Data lines
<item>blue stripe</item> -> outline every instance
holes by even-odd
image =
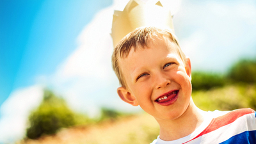
[[[247,143],[256,143],[256,131],[245,131],[241,134],[234,136],[225,141],[221,144],[229,144],[229,143],[239,143],[239,144],[247,144]]]

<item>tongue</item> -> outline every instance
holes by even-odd
[[[177,93],[172,93],[172,94],[170,94],[170,95],[169,95],[167,96],[167,99],[161,99],[161,100],[159,100],[158,102],[162,102],[168,101],[168,100],[170,100],[173,99],[173,97],[175,97],[176,96],[176,95],[177,95]]]

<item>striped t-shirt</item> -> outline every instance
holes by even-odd
[[[256,143],[256,112],[252,109],[208,111],[191,134],[173,141],[157,137],[151,144]]]

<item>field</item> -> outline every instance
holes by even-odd
[[[192,93],[195,103],[205,111],[256,109],[256,85],[236,84]],[[159,134],[159,126],[147,113],[124,116],[98,124],[62,129],[57,134],[38,140],[24,140],[19,144],[51,143],[150,143]]]

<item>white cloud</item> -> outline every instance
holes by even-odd
[[[224,72],[239,58],[256,54],[255,2],[182,2],[174,26],[193,67]]]
[[[24,136],[29,112],[38,106],[42,96],[42,86],[38,85],[10,94],[0,108],[0,143],[13,143]]]
[[[119,86],[112,70],[110,35],[115,7],[115,4],[99,12],[84,28],[77,38],[77,48],[51,78],[54,87],[72,108],[90,115],[97,113],[102,106],[138,109],[122,101],[116,92]]]

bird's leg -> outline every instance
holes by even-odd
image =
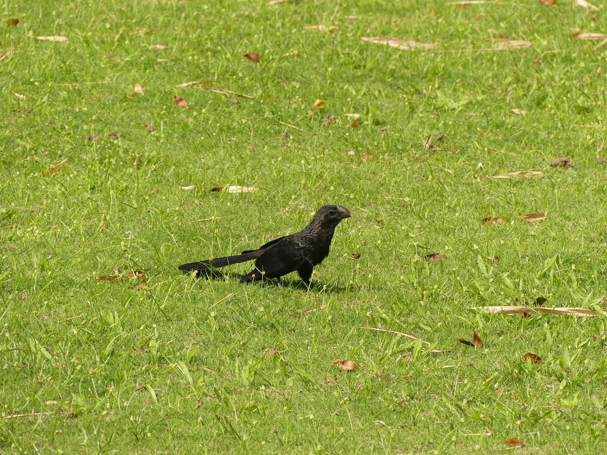
[[[311,263],[308,263],[305,264],[302,267],[301,267],[298,271],[297,273],[299,274],[299,278],[302,279],[304,281],[304,284],[306,285],[308,289],[312,287],[312,270],[314,269],[314,266]]]

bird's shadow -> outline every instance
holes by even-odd
[[[206,280],[223,280],[226,281],[240,281],[240,275],[232,272],[224,271],[220,269],[209,269],[208,270],[198,270],[196,272],[196,278],[204,278]],[[249,283],[243,283],[246,285]],[[345,286],[339,286],[336,284],[322,285],[318,283],[312,282],[312,286],[308,287],[301,280],[295,278],[293,280],[282,280],[282,286],[278,285],[277,280],[262,280],[258,281],[253,281],[251,284],[257,286],[268,288],[286,288],[290,289],[296,289],[297,291],[314,291],[317,292],[326,292],[327,294],[339,293],[345,292]]]

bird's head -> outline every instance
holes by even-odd
[[[341,206],[324,206],[318,209],[314,218],[320,218],[324,224],[337,224],[345,218],[351,215],[345,207]]]

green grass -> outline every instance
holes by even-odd
[[[0,61],[0,451],[487,453],[513,437],[607,450],[602,317],[468,309],[604,308],[607,46],[571,35],[607,32],[605,6],[204,3],[0,7],[0,55],[16,49]],[[337,28],[304,29],[317,24]],[[466,50],[502,34],[533,46]],[[360,39],[377,36],[462,51]],[[174,87],[197,80],[253,98]],[[573,167],[550,167],[563,156]],[[527,170],[544,175],[491,178]],[[258,189],[209,190],[224,184]],[[352,217],[313,291],[296,275],[239,284],[249,265],[212,280],[176,269],[327,203]],[[530,212],[547,218],[518,218]],[[119,265],[144,271],[146,291],[96,280]],[[482,348],[458,342],[474,330]]]

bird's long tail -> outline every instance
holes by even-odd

Problem details -> Please retype all of the entries above precisely, leaving the pictures out of your copy.

Worked answer ->
<item>blue stripe</item> -> outline every instance
holes by even-odd
image =
[[[247,143],[256,143],[256,131],[245,131],[241,134],[234,136],[225,141],[221,144],[229,144],[229,143],[239,143],[239,144],[247,144]]]

<item>tongue</item> -> outline every instance
holes by even-odd
[[[177,93],[172,93],[172,94],[170,94],[170,95],[169,95],[167,96],[167,99],[161,99],[161,100],[159,100],[158,102],[162,102],[168,101],[168,100],[170,100],[173,99],[173,97],[175,97],[176,96],[176,95],[177,95]]]

<item>striped t-shirt</item> -> outline every instance
holes by even-odd
[[[256,143],[256,112],[252,109],[208,111],[191,134],[173,141],[157,137],[151,144]]]

<item>field</item> -> outline every instance
holes by even-odd
[[[192,93],[195,103],[205,111],[256,109],[256,85],[236,84]],[[159,134],[159,126],[147,113],[124,116],[98,124],[62,129],[57,134],[38,140],[24,140],[19,144],[51,143],[150,143]]]

<item>white cloud</item> -> outline every instance
holes by even-odd
[[[224,72],[239,58],[256,54],[255,2],[182,2],[174,26],[193,67]]]
[[[24,136],[29,112],[38,106],[42,96],[42,86],[38,85],[10,94],[0,108],[0,143],[13,143]]]
[[[119,86],[112,70],[110,35],[115,7],[115,4],[99,12],[84,28],[77,38],[77,48],[51,78],[54,87],[72,108],[90,115],[97,113],[102,106],[138,109],[122,101],[116,92]]]

bird's leg -> outline every instance
holes by even-odd
image =
[[[311,263],[308,263],[305,264],[302,267],[301,267],[298,271],[297,273],[299,274],[299,278],[302,279],[304,281],[304,284],[306,285],[308,289],[312,287],[312,270],[314,269],[314,266]]]

bird's shadow -> outline every instance
holes by even-odd
[[[206,280],[223,280],[226,281],[240,281],[240,275],[232,272],[224,271],[220,269],[209,269],[208,270],[198,270],[196,272],[196,278],[204,278]],[[249,283],[243,283],[246,285]],[[345,286],[339,286],[336,284],[322,285],[318,283],[312,282],[312,286],[308,287],[301,280],[295,278],[293,280],[282,280],[282,286],[278,285],[277,280],[262,280],[258,281],[253,281],[251,284],[257,286],[268,288],[286,288],[290,289],[296,289],[297,291],[314,291],[317,292],[326,292],[327,294],[339,293],[345,292]]]

bird's head -> outline every instance
holes by even-odd
[[[341,206],[324,206],[318,209],[314,218],[320,218],[324,224],[337,224],[345,218],[351,215],[345,207]]]

green grass -> outline every instance
holes by even-odd
[[[0,61],[0,451],[487,453],[513,437],[607,450],[602,317],[468,309],[604,308],[607,46],[571,35],[607,32],[605,6],[204,3],[0,7],[0,55],[16,49]],[[337,28],[304,29],[317,24]],[[466,50],[502,34],[533,46]],[[360,39],[377,36],[462,51]],[[174,87],[197,80],[253,98]],[[573,167],[550,167],[563,156]],[[527,170],[544,175],[491,178]],[[258,189],[209,190],[224,184]],[[352,217],[313,291],[296,275],[239,284],[249,265],[212,280],[176,269],[327,203]],[[530,212],[547,218],[518,218]],[[119,265],[144,271],[146,291],[96,280]],[[482,348],[458,342],[474,330]]]

bird's long tail -> outline every instance
holes by even-odd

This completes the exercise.